• [Tareas pendientes]:
**A)** Resume en menos palabras el párrafo del texto sobre el PRI en Sinaloa que empieza con "La imagen del partido está manchada", sin perder sus datos principales.
**B)** Transcribe del texto sobre el PRI en Sinaloa todo lo que va desde "La situación del" hasta "realidad que enfrenta?", ambos incluidos.

• [Texto base]:

========

La situación del PRI en Sinaloa ha alcanzado niveles críticos que no pueden pasarse por alto. En un contexto político donde la confianza y la credibilidad son bienes escasos, el partido se encuentra inmerso en una crisis que parece no tener fin. La elección de 2024 fue un golpe devastador que evidenció la fragilidad de su estructura y el desprestigio que ha acumulado en los últimos años. No solo se trata de una derrota electoral; se ha desnudado la incapacidad de la dirigencia actual para conectar con una militancia que clama por un cambio.

Desde 2018, hemos sido testigos de un declive constante, que se intensificó en las elecciones de 2021 y culminó en un 2024 que dejó al PRI en una situación de vulnerabilidad extrema. La pregunta que todos se hacen es: ¿qué ha pasado con el PRI y por qué sus dirigentes parecen ajenos a la realidad que enfrenta?

La imagen del partido está manchada por una serie de escándalos y acusaciones que apuntan a una clase dirigente más interesada en el poder y el beneficio personal que en servir a la militancia y a la ciudadanía. Los términos que se utilizan para describir a los actuales líderes son contundentes: “simuladores”, “traicioneros”, “vividores”. Esta percepción ha erosionado la confianza de los pocos militantes que aún quedan, quienes, desesperados, claman por un cambio de dirección. La falta de respuesta a estas demandas es, en sí misma, un signo de la desconexión que existe entre la dirigencia y las bases.

========

• [Listado]:
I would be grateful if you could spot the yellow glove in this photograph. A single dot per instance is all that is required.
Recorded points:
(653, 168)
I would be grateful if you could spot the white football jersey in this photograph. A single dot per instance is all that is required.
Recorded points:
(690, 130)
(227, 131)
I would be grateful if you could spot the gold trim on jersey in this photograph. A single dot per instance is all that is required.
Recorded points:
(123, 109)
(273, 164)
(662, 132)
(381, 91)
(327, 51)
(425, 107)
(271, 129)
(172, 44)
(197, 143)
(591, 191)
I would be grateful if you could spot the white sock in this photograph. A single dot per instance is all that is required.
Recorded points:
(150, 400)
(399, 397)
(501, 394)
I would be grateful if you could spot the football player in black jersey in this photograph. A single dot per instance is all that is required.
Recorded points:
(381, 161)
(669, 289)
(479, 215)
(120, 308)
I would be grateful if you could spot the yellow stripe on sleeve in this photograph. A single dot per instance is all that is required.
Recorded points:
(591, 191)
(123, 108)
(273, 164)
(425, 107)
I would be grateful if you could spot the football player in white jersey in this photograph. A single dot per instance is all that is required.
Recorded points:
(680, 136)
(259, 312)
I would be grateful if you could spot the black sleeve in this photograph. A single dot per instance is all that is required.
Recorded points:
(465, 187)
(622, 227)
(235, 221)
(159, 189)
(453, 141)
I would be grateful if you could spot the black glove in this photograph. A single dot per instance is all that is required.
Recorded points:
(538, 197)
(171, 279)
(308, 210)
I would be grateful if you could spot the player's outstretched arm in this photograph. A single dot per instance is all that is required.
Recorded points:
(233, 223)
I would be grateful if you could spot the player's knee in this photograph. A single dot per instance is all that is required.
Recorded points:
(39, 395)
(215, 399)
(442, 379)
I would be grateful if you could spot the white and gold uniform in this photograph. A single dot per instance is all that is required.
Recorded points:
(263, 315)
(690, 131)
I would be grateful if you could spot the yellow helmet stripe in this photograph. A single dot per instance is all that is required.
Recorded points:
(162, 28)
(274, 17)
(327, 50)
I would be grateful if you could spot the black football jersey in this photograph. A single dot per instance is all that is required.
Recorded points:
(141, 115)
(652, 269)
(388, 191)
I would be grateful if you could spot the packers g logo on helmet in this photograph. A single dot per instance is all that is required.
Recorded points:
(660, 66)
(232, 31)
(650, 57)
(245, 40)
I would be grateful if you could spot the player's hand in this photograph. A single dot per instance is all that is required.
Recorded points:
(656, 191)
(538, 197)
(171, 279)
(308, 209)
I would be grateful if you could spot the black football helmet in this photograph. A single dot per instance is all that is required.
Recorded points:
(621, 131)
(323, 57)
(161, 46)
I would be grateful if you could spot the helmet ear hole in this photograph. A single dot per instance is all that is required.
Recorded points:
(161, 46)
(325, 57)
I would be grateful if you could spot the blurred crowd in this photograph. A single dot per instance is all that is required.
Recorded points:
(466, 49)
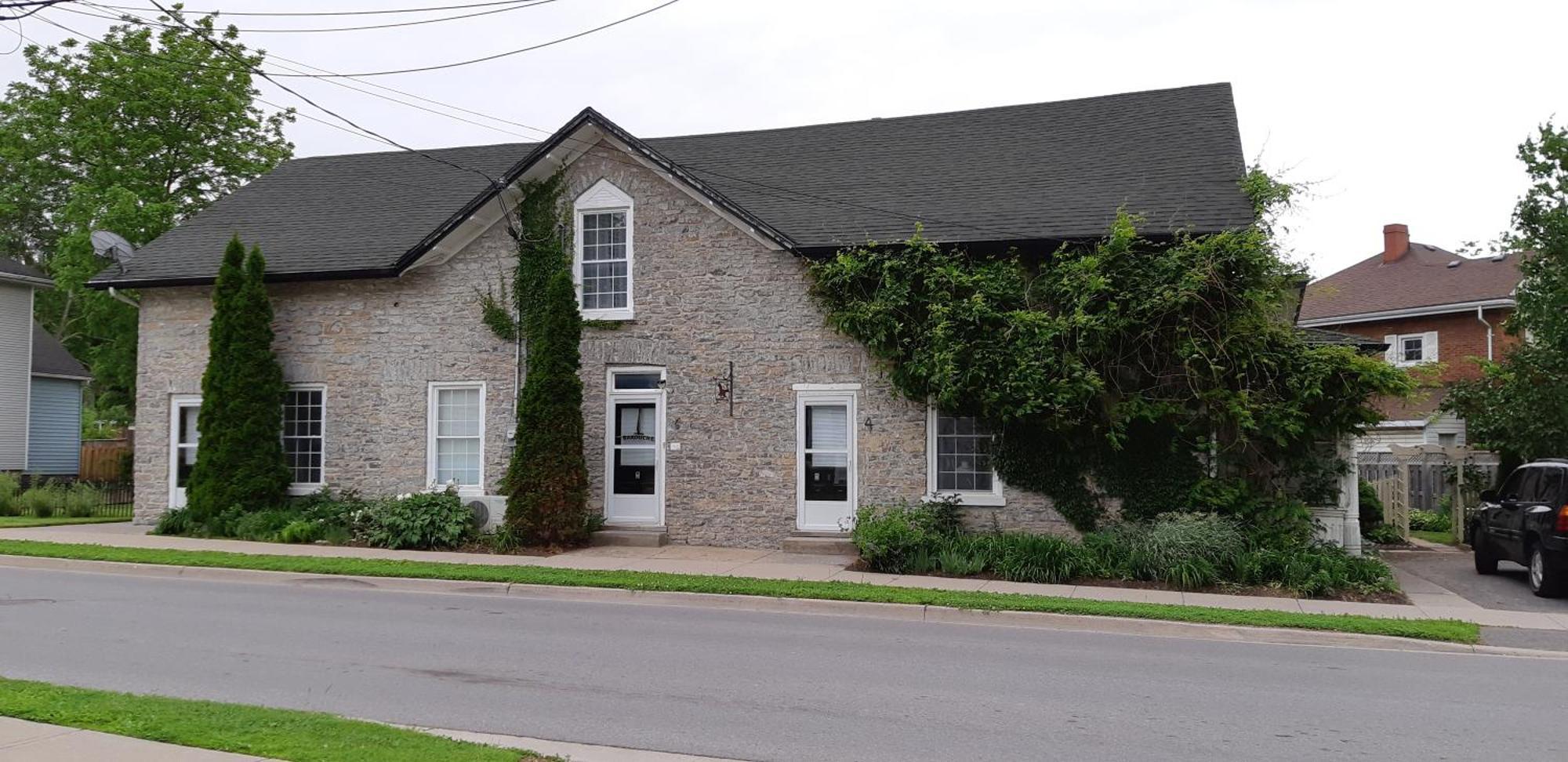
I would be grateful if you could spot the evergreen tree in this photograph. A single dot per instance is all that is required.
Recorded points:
(548, 477)
(206, 488)
(241, 462)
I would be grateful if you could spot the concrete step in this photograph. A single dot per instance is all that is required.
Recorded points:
(652, 537)
(819, 543)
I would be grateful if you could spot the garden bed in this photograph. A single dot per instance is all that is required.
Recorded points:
(1188, 551)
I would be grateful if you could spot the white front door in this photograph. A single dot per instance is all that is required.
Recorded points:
(826, 481)
(634, 449)
(183, 444)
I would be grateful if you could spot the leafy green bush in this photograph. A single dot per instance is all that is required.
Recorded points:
(1025, 557)
(1156, 550)
(1431, 521)
(81, 499)
(904, 539)
(424, 521)
(40, 501)
(9, 492)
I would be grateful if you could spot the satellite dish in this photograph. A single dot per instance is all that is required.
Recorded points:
(114, 247)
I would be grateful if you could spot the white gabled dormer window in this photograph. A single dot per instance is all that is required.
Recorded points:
(1407, 350)
(603, 263)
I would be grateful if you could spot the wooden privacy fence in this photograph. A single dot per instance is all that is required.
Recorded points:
(106, 460)
(1418, 479)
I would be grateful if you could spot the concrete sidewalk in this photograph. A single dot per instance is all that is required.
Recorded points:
(1429, 601)
(38, 742)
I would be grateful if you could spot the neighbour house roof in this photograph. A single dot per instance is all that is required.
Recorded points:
(1421, 278)
(51, 358)
(1044, 172)
(13, 270)
(1324, 338)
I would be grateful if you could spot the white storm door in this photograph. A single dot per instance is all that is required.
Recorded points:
(183, 444)
(826, 466)
(634, 459)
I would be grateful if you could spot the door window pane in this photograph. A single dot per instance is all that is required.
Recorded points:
(303, 437)
(459, 441)
(827, 454)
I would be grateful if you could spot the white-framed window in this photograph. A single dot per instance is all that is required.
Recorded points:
(959, 460)
(603, 259)
(826, 457)
(1406, 350)
(457, 435)
(305, 437)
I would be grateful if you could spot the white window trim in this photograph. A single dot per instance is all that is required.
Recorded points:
(805, 397)
(307, 488)
(992, 498)
(603, 197)
(430, 434)
(1396, 349)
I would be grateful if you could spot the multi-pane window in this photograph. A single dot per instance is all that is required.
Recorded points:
(964, 455)
(1412, 349)
(303, 437)
(604, 261)
(457, 435)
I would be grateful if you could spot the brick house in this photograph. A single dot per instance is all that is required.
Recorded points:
(1431, 307)
(691, 256)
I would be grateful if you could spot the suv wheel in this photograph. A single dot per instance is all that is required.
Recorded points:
(1547, 578)
(1486, 557)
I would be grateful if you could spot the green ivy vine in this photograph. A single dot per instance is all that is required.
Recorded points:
(1164, 376)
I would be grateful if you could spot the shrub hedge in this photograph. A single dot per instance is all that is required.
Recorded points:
(1186, 551)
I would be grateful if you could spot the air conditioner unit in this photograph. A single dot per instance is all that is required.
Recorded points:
(490, 512)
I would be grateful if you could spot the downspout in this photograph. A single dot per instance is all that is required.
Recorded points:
(1483, 319)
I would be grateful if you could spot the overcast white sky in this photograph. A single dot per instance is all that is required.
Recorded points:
(1398, 112)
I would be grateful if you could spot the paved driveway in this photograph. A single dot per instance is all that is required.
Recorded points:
(1456, 572)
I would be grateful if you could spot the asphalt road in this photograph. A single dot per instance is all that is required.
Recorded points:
(766, 686)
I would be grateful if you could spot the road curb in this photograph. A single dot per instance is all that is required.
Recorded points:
(904, 612)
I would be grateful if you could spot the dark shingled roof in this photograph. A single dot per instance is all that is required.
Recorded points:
(1042, 172)
(53, 358)
(1421, 278)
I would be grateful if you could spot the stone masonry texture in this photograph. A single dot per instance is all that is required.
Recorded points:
(706, 294)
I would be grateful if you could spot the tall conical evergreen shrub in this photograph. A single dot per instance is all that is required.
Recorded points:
(205, 488)
(548, 477)
(241, 460)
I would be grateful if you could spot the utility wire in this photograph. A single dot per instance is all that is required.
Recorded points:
(437, 67)
(111, 9)
(260, 73)
(755, 187)
(336, 13)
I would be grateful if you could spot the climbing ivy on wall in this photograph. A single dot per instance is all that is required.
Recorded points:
(548, 479)
(1163, 374)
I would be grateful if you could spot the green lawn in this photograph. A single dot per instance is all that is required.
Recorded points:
(56, 521)
(244, 730)
(1426, 630)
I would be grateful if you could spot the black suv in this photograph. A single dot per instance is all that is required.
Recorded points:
(1526, 521)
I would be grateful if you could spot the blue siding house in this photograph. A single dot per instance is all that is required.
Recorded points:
(40, 385)
(54, 415)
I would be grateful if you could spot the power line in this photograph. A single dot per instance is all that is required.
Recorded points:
(437, 67)
(755, 187)
(111, 9)
(335, 13)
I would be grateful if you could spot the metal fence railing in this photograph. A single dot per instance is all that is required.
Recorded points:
(43, 499)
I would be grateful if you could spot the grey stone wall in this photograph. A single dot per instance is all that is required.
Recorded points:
(706, 296)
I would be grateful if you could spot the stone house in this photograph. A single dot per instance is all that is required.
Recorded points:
(719, 405)
(1429, 307)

========

• [Respuestas]:
**A)** Los escándalos y las acusaciones han manchado la imagen del partido. Señalan a una dirigencia que busca el poder y el beneficio personal en lugar de servir a la militancia y a la ciudadanía. A sus líderes se les llama "simuladores", "traicioneros" y "vividores". Esa percepción ha minado la confianza de los pocos militantes que quedan, que piden un cambio de dirección. La falta de respuesta muestra la desconexión entre la dirigencia y las bases.

**B)**
La situación del PRI en Sinaloa ha alcanzado niveles críticos que no pueden pasarse por alto. En un contexto político donde la confianza y la credibilidad son bienes escasos, el partido se encuentra inmerso en una crisis que parece no tener fin. La elección de 2024 fue un golpe devastador que evidenció la fragilidad de su estructura y el desprestigio que ha acumulado en los últimos años. No solo se trata de una derrota electoral; se ha desnudado la incapacidad de la dirigencia actual para conectar con una militancia que clama por un cambio.

Desde 2018, hemos sido testigos de un declive constante, que se intensificó en las elecciones de 2021 y culminó en un 2024 que dejó al PRI en una situación de vulnerabilidad extrema. La pregunta que todos se hacen es: ¿qué ha pasado con el PRI y por qué sus dirigentes parecen ajenos a la realidad que enfrenta?